ВЫБРАННЫЙ ОТРЫВОК
В 1890‑е годы шумиха вокруг Сезанна подогрела интерес Пеллерена, а это, в свою очередь, привлекло внимание еще чуть более широкого круга и заинтересовало ценителей искусства. Рассуждая о ситуации с современным искусством, Жорж Леконт отметил «нескончаемые отсылки к громкому имени»{749}. Шумиха достигла апогея после состоявшейся в ноябре – декабре 1895 года персональной выставки Поля Сезанна в галерее Воллара на улице Лаффит рядом с бульваром Осман, где около 150 работ были беспорядочно развешаны в тесном помещении. Возможно, наиболее удивительным в достопамятной выставке было то, что сам автор не принимал в ней прямого участия. Ходили слухи, что однажды он забрел туда инкогнито с сыном, а уходя, удивлялся: «Подумать только, и все в рамах!»{750} На самом же деле Сезанн провел всю зиму в Эксе и так и не увидел выставки.

ЧТО НУЖНО СДЕЛАТЬ
a - Где, по словам отрывка о Сезанне, прошла его персональная выставка в ноябре – декабре 1895 года?
b - Скажите, согласуются ли с отрывком о Сезанне эти утверждения: (i) на выставке было около 150 работ; (ii) Сезанн лично побывал на выставке и осмотрел ее; (iii) работы висели в просторном зале.
c - Обновите отрывок о Сезанне: перепишите фрагмент от «В 1890‑е годы» до «не увидел выставки.», поставив «Дюран-Рюэля» вместо «Воллара».

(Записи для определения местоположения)
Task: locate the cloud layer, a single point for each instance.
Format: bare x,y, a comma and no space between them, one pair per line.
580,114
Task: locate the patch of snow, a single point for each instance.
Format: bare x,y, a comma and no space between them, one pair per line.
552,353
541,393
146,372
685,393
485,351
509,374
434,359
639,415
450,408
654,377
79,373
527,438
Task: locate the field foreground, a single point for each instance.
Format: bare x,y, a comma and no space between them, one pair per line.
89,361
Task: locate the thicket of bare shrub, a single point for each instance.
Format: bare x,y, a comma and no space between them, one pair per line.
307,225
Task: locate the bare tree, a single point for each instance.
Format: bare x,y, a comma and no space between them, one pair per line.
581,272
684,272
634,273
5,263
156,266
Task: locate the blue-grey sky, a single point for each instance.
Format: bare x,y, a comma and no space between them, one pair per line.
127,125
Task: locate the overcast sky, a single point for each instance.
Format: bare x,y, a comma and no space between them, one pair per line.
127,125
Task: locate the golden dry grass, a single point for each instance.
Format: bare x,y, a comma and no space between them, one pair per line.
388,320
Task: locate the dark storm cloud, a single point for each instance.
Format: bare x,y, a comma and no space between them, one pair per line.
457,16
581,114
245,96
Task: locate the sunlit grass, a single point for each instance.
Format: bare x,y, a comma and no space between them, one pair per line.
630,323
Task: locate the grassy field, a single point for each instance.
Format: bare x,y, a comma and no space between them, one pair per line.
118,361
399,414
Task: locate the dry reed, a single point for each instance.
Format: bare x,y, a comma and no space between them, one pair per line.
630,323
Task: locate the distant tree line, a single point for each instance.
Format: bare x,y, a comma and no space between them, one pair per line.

ОТВЕТЫ ПО ЗАДАНИЯМ
a - В галерее Воллара на улице Лаффит рядом с бульваром Осман.

b -
(i) Да: «около 150 работ были беспорядочно развешаны».
(ii) Нет: «Сезанн провел всю зиму в Эксе и так и не увидел выставки».
(iii) Нет: «беспорядочно развешаны в тесном помещении».

c -
В 1890‑е годы шумиха вокруг Сезанна подогрела интерес Пеллерена, а это, в свою очередь, привлекло внимание еще чуть более широкого круга и заинтересовало ценителей искусства. Рассуждая о ситуации с современным искусством, Жорж Леконт отметил «нескончаемые отсылки к громкому имени»{749}. Шумиха достигла апогея после состоявшейся в ноябре – декабре 1895 года персональной выставки Поля Сезанна в галерее Дюран-Рюэля на улице Лаффит рядом с бульваром Осман, где около 150 работ были беспорядочно развешаны в тесном помещении. Возможно, наиболее удивительным в достопамятной выставке было то, что сам автор не принимал в ней прямого участия. Ходили слухи, что однажды он забрел туда инкогнито с сыном, а уходя, удивлялся: «Подумать только, и все в рамах!»{750} На самом же деле Сезанн провел всю зиму в Эксе и так и не увидел выставки.